Some kind of knowledge are hard to represent in predicate logic. For example the degree of hotness in the statement “ It is very hot today” can not be represented in predicate logic. A good deal of the reasoning people do involves manipulating beliefs. (eg: “I think it may rain today because it is cloudy ”). The “belied system “ is mostly incomplete and inconsistent (One may believe in something now and in something else later). consider the following situation.
A, B and C are suspects in a murder case. A has an alibi, in the register of a respectable hotel. B also has an alibi since his friend says that B was with him all the time. C pleads alibi too saying that he was watching a cricket match in the town. These make one believe that
1. A did not commit the crime
2. B did not
3. A or B or C did
fortunately for c, he was caught on the TV while watching the match. Now we have a new belief that
4. C did not commit the crime
All the above four beliefs are inconsistent, so we must reject the weaker one or add new beliefs.

### [INFORMATION PROVIDED]
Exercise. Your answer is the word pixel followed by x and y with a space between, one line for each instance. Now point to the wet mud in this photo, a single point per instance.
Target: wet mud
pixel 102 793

### [TO-DO LIST]
a: In the passage on reasoning with beliefs, reproduce the portion between "A, B and C are" and "add new beliefs.", inclusive, switching "alibi" to "excuse".
b: According to the passage on reasoning with beliefs, what did C say he was doing at the time of the crime?
c: Carry on the passage on reasoning with beliefs from its last sentence.

### [RESULTS]
a:
A, B and C are suspects in a murder case. A has an excuse, in the register of a respectable hotel. B also has an excuse since his friend says that B was with him all the time. C pleads excuse too saying that he was watching a cricket match in the town. These make one believe that
1. A did not commit the crime
2. B did not
3. A or B or C did
fortunately for c, he was caught on the TV while watching the match. Now we have a new belief that
4. C did not commit the crime
All the above four beliefs are inconsistent, so we must reject the weaker one or add new beliefs.

b: He said he was watching a cricket match in the town.

c:
The above example illustrates some of the problems posed by uncertain and fuzzy knowledge. A variety of techniques for handling such problems with in computer programs have been proposed. They include
Non monotonic logic: This allows for addition and deletion of statements in the database. This also allows the belief in one statement to rest on the lack of belief in another.
Probabilistic Reasoning: This makes it possible to represent likely but uncertain inferences.
Fuzzy logic: This provides a way of representing fuzzy or continuous properties of objects.
The concept of belief spaces, which allows for the representation of nested models of sets of beliefs.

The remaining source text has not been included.